Every record below needs to be set down exactly. Pictures do not belong in the copy.

Referring expression data:
┄┄┄┄┄┄┄┄┄┄
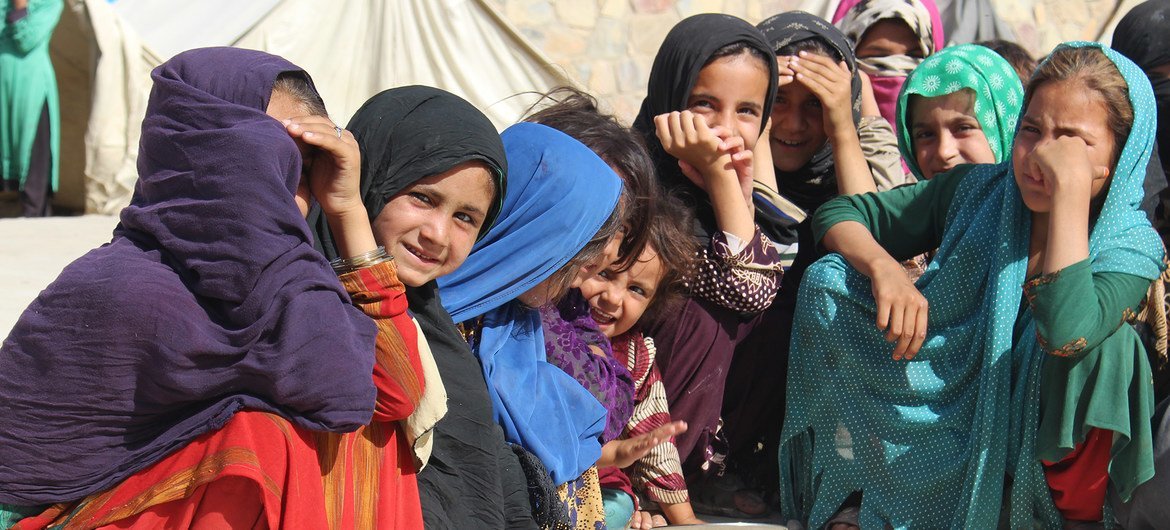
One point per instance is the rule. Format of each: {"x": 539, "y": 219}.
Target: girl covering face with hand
{"x": 1053, "y": 364}
{"x": 428, "y": 201}
{"x": 709, "y": 90}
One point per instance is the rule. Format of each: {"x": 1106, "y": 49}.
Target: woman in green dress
{"x": 29, "y": 118}
{"x": 943, "y": 421}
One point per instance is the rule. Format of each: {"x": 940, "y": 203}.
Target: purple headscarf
{"x": 208, "y": 300}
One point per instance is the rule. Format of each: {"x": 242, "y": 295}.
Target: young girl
{"x": 958, "y": 107}
{"x": 428, "y": 201}
{"x": 202, "y": 386}
{"x": 1000, "y": 379}
{"x": 890, "y": 39}
{"x": 557, "y": 215}
{"x": 619, "y": 300}
{"x": 709, "y": 89}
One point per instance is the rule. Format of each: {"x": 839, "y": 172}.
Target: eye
{"x": 421, "y": 198}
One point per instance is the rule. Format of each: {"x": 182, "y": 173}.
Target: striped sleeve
{"x": 659, "y": 474}
{"x": 398, "y": 369}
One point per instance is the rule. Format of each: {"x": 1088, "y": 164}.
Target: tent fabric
{"x": 356, "y": 48}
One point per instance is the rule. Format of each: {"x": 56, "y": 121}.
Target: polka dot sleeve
{"x": 742, "y": 281}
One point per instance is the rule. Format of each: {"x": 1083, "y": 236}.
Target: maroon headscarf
{"x": 208, "y": 300}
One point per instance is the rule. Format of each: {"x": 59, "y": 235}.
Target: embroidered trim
{"x": 1068, "y": 350}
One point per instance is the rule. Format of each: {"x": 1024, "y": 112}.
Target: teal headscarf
{"x": 930, "y": 441}
{"x": 998, "y": 95}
┄┄┄┄┄┄┄┄┄┄
→ ANSWER
One point per instance is the rule. Format of each: {"x": 539, "y": 219}.
Target: girl covering face with hand
{"x": 1053, "y": 364}
{"x": 428, "y": 201}
{"x": 709, "y": 90}
One point per instance is the rule. Format of each: {"x": 1106, "y": 49}.
Target: woman in green dress
{"x": 29, "y": 118}
{"x": 943, "y": 421}
One point per instance is the rule. Format of each: {"x": 940, "y": 203}.
Target: purple headscarf
{"x": 208, "y": 300}
One point per instance is the rule. Format of each: {"x": 242, "y": 295}.
Target: young girl
{"x": 958, "y": 107}
{"x": 428, "y": 201}
{"x": 202, "y": 386}
{"x": 1000, "y": 379}
{"x": 890, "y": 39}
{"x": 557, "y": 215}
{"x": 619, "y": 300}
{"x": 709, "y": 89}
One point per instance is the rule. Format of each: {"x": 839, "y": 172}.
Target: eye
{"x": 421, "y": 198}
One point per instance is the rule. Format of each: {"x": 182, "y": 173}.
Target: striped sleeve
{"x": 659, "y": 474}
{"x": 398, "y": 369}
One point per instance is the rule. Format of each: {"x": 1088, "y": 164}.
Target: tent fabric
{"x": 356, "y": 48}
One point per instance is the rule. Format of each: {"x": 56, "y": 121}.
Target: polka dot sleeve
{"x": 742, "y": 281}
One point per instance is the rule. Format of each: {"x": 1083, "y": 236}.
Target: maroon headscarf
{"x": 208, "y": 300}
One point per instance is the rule. Format of each: {"x": 59, "y": 235}.
Target: embroidered trim
{"x": 1068, "y": 350}
One point per instance is the rule. Format of each: {"x": 1024, "y": 112}.
Target: teal headscarf
{"x": 930, "y": 441}
{"x": 998, "y": 95}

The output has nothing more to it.